[Supplied data — start]

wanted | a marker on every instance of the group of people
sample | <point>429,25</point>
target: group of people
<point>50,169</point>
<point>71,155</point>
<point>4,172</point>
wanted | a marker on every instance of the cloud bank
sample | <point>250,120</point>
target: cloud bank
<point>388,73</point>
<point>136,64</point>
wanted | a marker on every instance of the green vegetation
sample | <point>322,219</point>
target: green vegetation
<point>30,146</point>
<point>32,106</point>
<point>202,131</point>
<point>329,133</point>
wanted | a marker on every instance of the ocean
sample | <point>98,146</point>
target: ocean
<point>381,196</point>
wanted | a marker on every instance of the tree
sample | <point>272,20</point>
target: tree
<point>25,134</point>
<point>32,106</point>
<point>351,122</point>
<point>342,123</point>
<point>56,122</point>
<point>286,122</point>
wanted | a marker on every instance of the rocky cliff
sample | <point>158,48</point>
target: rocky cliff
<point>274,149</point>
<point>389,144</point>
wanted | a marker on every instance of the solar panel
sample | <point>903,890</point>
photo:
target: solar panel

[Supplied data — finish]
[Supplied data — start]

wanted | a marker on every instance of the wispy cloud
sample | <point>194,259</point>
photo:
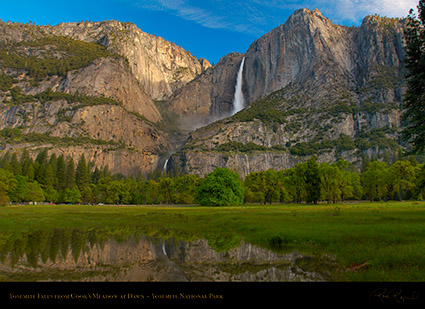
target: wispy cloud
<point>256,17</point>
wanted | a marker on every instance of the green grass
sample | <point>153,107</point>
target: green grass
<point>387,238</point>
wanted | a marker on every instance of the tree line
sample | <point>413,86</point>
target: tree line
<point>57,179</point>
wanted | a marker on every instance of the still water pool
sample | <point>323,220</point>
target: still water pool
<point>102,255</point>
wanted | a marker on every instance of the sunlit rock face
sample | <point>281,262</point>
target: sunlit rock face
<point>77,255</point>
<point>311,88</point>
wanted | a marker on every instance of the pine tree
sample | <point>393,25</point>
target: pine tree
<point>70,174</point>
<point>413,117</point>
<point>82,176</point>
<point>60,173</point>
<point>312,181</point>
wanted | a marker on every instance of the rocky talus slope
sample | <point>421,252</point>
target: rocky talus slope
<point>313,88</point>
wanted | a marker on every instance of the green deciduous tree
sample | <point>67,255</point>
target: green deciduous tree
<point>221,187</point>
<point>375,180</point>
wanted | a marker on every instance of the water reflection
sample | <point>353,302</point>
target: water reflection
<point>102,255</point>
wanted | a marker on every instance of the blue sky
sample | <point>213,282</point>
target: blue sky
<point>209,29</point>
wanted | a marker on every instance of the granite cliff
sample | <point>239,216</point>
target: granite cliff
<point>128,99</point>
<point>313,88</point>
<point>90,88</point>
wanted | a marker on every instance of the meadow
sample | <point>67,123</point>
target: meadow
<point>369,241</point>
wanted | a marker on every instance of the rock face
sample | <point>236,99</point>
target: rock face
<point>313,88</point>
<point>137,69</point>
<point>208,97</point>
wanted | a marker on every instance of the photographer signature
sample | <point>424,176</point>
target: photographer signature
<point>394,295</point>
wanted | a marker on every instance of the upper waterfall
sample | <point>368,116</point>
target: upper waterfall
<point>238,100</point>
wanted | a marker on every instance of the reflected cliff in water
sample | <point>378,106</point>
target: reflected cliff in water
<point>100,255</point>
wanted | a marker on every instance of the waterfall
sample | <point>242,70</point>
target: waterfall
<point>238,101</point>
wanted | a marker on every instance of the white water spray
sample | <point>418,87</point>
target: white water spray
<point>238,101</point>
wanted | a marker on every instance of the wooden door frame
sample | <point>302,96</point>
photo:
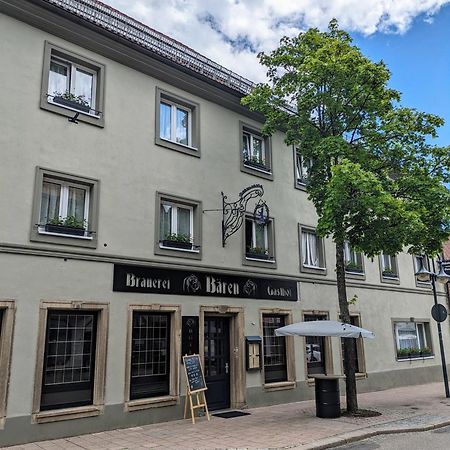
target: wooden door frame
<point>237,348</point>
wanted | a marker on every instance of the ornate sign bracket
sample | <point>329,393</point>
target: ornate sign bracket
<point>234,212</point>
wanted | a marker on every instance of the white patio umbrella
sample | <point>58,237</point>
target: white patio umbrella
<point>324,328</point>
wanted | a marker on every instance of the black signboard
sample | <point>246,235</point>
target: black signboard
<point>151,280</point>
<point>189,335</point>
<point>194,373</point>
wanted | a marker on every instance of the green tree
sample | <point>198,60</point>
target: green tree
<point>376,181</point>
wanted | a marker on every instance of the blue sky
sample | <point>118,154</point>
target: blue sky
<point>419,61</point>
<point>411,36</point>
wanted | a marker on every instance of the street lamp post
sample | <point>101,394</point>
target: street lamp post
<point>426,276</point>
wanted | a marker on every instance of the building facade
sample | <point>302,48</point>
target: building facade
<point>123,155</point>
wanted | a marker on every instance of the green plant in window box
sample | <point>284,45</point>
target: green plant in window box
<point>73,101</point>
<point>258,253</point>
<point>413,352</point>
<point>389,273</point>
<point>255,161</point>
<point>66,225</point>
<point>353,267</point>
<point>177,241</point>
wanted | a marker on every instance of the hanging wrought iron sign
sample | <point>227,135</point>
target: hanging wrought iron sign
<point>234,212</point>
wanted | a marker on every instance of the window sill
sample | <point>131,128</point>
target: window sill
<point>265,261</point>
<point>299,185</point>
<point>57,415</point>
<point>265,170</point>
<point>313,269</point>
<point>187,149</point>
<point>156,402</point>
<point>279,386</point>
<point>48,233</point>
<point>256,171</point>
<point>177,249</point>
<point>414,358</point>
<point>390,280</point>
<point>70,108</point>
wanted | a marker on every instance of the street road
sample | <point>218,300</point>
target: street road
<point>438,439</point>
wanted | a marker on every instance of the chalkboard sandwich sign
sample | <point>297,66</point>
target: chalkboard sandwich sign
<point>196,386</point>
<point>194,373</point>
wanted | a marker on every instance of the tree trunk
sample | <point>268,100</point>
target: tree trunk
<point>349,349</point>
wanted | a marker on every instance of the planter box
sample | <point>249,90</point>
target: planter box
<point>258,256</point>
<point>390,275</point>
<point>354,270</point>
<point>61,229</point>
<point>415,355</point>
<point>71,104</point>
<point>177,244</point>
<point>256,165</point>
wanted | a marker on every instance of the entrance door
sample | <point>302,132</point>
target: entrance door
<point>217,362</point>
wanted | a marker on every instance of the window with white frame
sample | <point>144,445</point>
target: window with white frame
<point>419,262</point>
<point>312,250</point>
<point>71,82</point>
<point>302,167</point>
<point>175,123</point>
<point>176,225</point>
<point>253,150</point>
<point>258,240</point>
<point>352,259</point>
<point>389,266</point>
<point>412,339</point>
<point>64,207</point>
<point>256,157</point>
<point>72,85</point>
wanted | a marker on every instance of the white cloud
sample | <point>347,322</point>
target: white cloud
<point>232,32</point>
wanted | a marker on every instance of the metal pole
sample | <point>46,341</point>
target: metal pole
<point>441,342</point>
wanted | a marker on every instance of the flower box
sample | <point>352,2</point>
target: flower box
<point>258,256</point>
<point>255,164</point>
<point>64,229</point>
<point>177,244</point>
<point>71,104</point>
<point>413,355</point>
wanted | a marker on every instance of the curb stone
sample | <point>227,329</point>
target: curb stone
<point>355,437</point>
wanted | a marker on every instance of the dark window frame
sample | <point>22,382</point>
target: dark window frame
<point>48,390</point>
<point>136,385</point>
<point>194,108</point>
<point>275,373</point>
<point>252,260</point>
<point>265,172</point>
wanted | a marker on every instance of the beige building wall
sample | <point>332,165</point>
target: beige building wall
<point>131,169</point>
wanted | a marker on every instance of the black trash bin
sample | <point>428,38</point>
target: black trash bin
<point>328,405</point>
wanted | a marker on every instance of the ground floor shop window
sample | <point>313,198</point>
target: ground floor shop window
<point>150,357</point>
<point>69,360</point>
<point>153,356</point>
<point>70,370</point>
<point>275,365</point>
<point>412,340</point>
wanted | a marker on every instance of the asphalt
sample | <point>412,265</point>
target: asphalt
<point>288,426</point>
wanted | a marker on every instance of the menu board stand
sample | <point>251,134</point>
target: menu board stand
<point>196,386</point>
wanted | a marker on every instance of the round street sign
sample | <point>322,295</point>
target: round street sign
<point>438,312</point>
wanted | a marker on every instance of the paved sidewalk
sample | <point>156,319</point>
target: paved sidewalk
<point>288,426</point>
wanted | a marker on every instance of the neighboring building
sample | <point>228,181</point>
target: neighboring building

[Supplied data — finish]
[Supplied data — start]

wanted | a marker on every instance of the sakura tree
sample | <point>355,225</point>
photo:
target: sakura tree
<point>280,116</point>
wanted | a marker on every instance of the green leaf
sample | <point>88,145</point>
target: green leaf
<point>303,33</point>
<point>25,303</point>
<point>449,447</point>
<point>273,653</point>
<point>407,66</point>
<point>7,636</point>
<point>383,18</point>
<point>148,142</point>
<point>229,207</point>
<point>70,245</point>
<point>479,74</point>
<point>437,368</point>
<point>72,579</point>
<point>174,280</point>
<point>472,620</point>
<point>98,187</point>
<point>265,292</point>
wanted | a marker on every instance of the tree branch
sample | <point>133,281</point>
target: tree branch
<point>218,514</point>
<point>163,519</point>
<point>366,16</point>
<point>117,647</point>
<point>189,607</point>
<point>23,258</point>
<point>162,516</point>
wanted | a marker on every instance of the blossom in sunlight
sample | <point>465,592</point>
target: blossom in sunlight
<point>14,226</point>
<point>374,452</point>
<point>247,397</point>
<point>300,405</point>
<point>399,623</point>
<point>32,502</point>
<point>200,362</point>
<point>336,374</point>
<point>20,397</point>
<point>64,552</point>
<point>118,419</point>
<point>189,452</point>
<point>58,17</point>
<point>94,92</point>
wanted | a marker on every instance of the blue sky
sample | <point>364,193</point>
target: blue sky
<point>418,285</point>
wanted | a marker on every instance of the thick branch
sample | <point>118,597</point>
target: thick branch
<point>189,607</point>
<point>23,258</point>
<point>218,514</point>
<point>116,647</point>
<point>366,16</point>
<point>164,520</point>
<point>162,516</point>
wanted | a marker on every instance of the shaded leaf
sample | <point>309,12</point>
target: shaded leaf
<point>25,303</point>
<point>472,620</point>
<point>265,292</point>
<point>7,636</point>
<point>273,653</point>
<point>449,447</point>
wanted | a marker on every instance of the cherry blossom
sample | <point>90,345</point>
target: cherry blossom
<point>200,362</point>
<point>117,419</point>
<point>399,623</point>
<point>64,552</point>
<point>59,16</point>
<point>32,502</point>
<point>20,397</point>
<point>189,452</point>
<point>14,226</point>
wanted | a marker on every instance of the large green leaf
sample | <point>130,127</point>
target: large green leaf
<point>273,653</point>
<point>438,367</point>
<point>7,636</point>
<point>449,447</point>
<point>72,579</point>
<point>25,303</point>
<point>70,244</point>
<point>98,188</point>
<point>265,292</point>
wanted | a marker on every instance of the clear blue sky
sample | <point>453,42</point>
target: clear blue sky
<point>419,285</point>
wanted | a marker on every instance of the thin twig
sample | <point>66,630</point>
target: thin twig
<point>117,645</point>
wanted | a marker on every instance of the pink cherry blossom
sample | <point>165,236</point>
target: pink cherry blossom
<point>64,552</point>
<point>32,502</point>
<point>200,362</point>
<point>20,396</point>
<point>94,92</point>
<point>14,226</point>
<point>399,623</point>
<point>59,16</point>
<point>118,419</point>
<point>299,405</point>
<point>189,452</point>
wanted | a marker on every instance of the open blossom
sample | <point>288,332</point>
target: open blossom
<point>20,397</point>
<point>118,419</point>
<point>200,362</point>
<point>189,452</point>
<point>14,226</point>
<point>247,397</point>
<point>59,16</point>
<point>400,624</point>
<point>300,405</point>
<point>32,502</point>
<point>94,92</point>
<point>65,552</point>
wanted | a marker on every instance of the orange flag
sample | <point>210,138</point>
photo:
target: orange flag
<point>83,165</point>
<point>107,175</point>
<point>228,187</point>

[Supplied data — finish]

Work request ▸
Search the listing above for the lines with "wanted | a marker on every instance of the paved" and "target: neighboring building", then output those lines and all lines between them exactly.

Your response ▸
wanted | a marker on every instance of the paved sidewalk
sample | <point>156,319</point>
target: paved sidewalk
<point>288,426</point>
wanted | a marker on every instance of the neighboring building
sample | <point>228,181</point>
target: neighboring building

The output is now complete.